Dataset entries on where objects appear
● ● ● ● ● ● ●
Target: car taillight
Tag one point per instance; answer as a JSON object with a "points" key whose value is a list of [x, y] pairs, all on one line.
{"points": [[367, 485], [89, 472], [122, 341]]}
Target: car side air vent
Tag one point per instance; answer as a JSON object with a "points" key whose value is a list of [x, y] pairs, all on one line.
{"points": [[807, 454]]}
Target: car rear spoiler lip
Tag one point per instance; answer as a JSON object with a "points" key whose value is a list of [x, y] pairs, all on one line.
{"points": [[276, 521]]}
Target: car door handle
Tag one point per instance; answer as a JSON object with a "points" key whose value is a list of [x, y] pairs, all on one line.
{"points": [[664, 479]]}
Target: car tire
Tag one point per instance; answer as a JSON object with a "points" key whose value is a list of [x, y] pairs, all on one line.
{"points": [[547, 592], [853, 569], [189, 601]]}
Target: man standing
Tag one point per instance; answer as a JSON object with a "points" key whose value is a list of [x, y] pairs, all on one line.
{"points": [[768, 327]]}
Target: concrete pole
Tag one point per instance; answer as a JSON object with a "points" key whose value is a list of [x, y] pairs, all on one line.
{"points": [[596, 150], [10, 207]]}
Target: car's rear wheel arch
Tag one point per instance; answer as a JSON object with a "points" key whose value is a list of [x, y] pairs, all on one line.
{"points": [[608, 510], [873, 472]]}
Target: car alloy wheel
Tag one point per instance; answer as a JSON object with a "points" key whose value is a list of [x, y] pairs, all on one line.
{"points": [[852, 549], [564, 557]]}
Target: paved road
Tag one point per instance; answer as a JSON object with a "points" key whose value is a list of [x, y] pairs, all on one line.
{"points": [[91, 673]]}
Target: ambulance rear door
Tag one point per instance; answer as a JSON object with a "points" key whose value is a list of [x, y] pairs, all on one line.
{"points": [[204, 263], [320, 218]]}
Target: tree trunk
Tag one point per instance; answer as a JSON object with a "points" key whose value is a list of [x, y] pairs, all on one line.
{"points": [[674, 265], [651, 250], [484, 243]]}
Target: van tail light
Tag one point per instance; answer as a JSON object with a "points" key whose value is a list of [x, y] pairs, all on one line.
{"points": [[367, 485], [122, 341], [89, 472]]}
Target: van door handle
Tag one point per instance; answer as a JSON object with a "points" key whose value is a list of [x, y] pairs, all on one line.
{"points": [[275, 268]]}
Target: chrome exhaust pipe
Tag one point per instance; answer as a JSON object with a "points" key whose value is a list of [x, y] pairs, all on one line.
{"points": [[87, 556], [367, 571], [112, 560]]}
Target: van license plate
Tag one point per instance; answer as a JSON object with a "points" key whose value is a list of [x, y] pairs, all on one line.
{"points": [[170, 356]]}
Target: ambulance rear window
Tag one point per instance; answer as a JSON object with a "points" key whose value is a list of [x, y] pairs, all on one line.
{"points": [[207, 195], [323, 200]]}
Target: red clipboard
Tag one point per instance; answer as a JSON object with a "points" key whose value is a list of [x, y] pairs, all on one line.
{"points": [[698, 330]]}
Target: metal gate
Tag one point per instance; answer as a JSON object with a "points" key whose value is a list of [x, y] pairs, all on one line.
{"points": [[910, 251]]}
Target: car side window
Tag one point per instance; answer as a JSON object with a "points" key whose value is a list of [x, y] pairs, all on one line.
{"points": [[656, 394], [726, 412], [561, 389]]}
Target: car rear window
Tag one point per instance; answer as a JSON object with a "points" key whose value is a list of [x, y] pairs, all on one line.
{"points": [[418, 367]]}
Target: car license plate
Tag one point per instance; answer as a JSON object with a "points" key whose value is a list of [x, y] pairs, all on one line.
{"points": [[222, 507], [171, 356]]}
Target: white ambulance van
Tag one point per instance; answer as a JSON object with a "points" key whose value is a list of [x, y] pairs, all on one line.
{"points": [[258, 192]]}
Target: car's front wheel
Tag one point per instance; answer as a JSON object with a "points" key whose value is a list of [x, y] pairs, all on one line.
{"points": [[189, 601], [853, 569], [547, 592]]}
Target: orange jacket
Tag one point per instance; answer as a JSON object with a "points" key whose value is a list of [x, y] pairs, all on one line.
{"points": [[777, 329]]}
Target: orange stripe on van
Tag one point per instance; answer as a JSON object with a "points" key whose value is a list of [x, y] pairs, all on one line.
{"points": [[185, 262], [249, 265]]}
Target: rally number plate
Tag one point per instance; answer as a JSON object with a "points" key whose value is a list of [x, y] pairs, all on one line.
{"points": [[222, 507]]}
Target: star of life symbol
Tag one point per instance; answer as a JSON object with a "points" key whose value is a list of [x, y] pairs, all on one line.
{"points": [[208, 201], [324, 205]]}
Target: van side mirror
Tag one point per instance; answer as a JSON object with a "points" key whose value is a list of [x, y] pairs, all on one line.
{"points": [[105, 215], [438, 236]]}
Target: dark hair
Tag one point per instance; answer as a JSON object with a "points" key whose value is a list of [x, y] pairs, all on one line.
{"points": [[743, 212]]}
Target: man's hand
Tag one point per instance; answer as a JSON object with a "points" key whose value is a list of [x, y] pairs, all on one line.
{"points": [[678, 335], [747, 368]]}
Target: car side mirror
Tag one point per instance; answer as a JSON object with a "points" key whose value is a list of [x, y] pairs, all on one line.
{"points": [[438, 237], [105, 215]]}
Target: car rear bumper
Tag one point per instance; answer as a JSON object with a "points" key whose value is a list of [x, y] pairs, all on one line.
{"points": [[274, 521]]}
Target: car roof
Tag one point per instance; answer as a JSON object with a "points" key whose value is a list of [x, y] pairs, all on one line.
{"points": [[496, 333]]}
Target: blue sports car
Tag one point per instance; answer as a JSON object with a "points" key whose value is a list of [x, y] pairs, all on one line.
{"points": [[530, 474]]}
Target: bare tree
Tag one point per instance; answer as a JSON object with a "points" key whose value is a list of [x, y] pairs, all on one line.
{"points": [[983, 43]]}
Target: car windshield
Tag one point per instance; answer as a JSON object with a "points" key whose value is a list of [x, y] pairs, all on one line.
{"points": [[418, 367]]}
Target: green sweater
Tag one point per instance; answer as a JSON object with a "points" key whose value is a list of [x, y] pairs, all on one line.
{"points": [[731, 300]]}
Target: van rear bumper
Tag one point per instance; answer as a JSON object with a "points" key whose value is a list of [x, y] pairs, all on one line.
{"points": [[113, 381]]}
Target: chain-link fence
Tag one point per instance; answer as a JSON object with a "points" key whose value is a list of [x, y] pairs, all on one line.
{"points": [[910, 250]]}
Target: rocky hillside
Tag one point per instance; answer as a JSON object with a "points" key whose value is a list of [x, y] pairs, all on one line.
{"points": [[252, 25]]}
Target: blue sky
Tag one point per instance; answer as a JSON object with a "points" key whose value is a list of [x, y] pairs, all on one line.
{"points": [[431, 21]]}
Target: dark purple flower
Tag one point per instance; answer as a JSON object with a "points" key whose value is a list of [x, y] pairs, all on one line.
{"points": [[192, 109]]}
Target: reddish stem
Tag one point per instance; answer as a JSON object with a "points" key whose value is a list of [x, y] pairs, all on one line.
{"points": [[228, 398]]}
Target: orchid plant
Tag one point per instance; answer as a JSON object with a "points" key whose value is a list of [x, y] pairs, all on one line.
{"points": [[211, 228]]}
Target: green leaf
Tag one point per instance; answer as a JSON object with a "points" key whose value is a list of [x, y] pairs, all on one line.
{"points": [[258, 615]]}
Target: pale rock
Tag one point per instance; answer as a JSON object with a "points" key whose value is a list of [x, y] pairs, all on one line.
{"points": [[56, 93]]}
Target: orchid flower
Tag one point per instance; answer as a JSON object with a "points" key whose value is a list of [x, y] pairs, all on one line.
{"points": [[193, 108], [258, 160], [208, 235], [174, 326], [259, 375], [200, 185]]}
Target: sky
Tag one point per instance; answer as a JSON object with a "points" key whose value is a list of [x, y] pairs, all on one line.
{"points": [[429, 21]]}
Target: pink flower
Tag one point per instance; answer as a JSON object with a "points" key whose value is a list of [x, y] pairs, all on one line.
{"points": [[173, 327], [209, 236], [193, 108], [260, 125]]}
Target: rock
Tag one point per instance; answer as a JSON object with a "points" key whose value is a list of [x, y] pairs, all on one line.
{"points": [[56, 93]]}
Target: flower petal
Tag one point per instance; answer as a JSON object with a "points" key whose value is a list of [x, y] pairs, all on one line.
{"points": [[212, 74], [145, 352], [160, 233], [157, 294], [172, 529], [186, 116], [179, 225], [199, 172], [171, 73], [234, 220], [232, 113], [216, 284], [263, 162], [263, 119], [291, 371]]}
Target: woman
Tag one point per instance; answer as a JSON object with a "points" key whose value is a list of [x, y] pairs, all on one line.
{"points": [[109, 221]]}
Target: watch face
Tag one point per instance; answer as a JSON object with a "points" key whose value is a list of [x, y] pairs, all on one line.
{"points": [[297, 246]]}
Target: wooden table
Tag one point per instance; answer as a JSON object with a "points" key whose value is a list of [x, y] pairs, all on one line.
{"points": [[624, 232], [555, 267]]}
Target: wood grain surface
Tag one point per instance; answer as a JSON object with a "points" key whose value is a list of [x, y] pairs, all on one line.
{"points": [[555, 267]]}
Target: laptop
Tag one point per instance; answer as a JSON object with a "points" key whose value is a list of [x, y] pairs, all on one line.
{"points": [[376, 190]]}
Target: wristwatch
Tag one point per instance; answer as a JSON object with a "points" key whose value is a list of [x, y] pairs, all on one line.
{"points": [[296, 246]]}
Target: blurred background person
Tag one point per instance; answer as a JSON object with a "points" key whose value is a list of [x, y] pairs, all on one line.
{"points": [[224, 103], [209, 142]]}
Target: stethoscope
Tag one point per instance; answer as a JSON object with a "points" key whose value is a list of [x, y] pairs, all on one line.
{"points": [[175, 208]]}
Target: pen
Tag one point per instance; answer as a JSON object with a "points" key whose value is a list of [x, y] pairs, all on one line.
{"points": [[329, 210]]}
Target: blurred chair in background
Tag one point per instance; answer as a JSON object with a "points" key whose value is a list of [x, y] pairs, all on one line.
● ● ● ● ● ● ●
Written instruction: Reproduce verbatim the entries above, starting with the line that contains "Target: wood grain surface" and continuing through the final line of the entries, including both ends.

Reply:
Target: wood grain surface
Tag one point per instance; answer as a JSON object with a "points" key whose value is a list of [x, y] pairs, all on one line.
{"points": [[555, 267]]}
Target: laptop
Tag one point per instance; answer as a JSON object with a "points" key whose value is a list of [x, y] pairs, all on one line.
{"points": [[376, 190]]}
Target: wristwatch
Tag one point per instance; answer as a JSON object with a "points" key whose value is a list of [x, y] pairs, all on one line.
{"points": [[296, 246]]}
Target: blurred background person
Tag one point per instance; answer as a JSON object with a "points" key whose value is a list of [x, y] pairs, all on one line.
{"points": [[224, 103], [209, 142]]}
Target: stethoscope
Tag one point per instance; answer as a JSON object with a "points" key whose value is a list of [x, y] pairs, all on one line.
{"points": [[175, 208]]}
Target: pen
Tag one point per instance; answer as a JSON object with a "points" key whose value is a list of [x, y] pairs, all on one line.
{"points": [[329, 210]]}
Target: blurred chair in background
Tag one point per instance; answer as a JSON object with a "points" key whose value is a list of [x, y] pairs, all on one line.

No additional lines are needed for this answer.